» To be done:
**1)** List every software library that the ggplotnim forum post names.
**2)** Translate this sentence from the ggplotnim forum post into Spanish: "In a normal plotting library every plotting function is a special case."

» Page text:
====================
Re: ggplotnim - pretty native plots for us

Vindaar Tue, 24 Mar 2020 11:00:30 -0700

@spip I'll answer your question below aswell.

> Is this compatible with other libraries, such as arraymancer, etc? I think 
> that one of the biggest strengths of the python numerical ecosystem is the 
> good inter-operability of most plotting libraries with numpy. So if that is 
> not already the case I would suggest making that your highest priority.


The answer to that is "sort of". I'll need to explain a little to answer the 
why and what I mean by "sort of".

**The long answer**

Originally when I started the library I never planned to write a data frame 
library to go with this. I quickly realized however that (at least with a 
library like `ggplot2`) one doesn't work well without the other. In a normal 
plotting library every plotting function is a special case. Essentially each 
kind of plot wants data in a specific form / of a specific data type.

So in the beginning I specifically didn't want to use arraymancer internally. I 
love that library, but given that all I wanted to write was a "plotting 
library", this meant two things specifically for me:

  * The library is essentially a sink for the user's data. It doesn't return 
anything, so there's no reason for the internal data type to conform to any 
standards
  * If a user wants to create a plot, performance will **not** be an important 
consideration (which does not imply performance of a plotting library does not 
matter!). Creating a plot will always be slow (compared to pure number 
crunching anyways). There are use cases for libraries, which can create plots 
at several hundred fps. But to be honest, if I need to create a huge number of 
plots and am thus performance sensitive, the question is if a plotting library 
is the best tool in the first place.



For this reason I decided to avoid having arraymancer as a dependency, because 
all its strengths are mostly useless for the intended purpose, but would mean I 
introduce an unnecessary dependency.
====================
» Raw records:
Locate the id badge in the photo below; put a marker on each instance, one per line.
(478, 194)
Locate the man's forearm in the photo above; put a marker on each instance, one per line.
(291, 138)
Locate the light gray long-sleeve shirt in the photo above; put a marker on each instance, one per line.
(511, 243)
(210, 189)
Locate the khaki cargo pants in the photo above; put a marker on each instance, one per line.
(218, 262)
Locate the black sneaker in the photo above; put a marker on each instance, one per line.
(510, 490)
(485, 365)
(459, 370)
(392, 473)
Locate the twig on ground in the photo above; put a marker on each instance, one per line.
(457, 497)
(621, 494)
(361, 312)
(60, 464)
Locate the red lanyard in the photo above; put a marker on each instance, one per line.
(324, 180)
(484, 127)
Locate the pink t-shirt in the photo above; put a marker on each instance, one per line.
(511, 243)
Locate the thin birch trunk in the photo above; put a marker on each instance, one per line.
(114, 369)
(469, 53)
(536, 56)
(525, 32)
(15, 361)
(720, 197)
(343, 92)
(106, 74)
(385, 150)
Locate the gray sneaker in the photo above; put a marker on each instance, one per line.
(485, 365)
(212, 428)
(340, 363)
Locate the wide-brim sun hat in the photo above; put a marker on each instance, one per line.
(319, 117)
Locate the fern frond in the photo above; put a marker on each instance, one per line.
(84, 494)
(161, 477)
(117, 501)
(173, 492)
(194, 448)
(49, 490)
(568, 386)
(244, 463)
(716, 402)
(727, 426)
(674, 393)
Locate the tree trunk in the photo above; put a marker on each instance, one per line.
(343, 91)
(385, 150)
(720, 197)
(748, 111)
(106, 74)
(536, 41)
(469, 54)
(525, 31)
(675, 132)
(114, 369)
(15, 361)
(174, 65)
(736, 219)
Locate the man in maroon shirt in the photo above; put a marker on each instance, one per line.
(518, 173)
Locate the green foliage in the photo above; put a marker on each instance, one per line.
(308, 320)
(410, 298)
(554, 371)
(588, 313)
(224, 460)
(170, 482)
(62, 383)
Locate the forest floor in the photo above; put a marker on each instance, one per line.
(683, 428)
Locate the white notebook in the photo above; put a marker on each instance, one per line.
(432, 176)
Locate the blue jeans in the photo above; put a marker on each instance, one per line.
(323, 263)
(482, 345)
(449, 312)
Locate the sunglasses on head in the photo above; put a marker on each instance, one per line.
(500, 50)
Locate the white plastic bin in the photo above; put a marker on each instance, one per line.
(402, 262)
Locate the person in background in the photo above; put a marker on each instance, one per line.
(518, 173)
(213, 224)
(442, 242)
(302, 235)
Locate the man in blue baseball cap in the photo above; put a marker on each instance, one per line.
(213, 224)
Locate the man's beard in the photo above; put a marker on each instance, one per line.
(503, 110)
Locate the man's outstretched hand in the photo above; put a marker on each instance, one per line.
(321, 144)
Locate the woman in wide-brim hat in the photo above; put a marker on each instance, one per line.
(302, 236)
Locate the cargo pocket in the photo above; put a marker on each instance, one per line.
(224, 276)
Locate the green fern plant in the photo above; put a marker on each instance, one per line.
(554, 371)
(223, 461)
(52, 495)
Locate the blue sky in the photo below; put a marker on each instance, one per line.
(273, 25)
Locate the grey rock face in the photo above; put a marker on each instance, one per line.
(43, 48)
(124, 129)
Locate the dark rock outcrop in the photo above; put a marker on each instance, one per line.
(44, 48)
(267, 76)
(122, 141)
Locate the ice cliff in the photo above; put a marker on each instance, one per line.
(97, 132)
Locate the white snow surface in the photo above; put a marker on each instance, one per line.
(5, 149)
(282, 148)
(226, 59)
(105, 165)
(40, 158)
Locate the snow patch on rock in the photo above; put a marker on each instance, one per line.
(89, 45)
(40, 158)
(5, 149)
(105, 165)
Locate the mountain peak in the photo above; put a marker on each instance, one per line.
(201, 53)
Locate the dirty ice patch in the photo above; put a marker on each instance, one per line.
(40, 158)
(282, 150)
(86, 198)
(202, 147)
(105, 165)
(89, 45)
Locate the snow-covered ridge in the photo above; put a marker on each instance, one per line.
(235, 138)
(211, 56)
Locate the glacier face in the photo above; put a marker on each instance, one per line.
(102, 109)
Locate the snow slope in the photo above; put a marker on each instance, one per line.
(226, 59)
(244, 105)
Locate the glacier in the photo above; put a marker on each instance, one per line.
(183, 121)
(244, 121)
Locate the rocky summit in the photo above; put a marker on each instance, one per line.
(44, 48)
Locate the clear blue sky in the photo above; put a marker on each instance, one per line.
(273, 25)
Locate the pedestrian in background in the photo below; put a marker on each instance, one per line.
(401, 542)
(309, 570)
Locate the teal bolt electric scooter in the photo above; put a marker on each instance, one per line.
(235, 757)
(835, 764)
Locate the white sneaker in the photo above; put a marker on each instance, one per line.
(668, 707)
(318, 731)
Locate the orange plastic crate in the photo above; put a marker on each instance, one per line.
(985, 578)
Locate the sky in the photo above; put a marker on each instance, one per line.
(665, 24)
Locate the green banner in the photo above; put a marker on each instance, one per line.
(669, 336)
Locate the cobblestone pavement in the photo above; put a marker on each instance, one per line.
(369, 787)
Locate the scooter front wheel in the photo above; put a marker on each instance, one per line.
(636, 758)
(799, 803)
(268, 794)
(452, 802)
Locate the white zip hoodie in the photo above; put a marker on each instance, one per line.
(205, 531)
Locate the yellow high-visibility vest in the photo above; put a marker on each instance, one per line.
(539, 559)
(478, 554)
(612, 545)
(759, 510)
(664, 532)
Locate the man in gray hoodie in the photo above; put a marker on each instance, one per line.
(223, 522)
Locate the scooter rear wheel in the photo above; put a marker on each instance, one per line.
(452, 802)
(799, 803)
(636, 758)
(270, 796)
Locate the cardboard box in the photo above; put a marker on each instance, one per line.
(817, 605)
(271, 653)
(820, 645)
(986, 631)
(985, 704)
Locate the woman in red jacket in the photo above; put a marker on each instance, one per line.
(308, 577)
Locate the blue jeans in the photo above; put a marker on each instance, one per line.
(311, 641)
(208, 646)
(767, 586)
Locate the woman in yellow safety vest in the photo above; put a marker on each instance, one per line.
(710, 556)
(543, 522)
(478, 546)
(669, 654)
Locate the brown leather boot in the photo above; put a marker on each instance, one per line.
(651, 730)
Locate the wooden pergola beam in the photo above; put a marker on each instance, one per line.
====================
» Task-by-task solutions:
**1)**
ggplotnim
arraymancer
numpy
ggplot2

**2)** En una biblioteca de gráficos normal, cada función de graficado es un caso especial.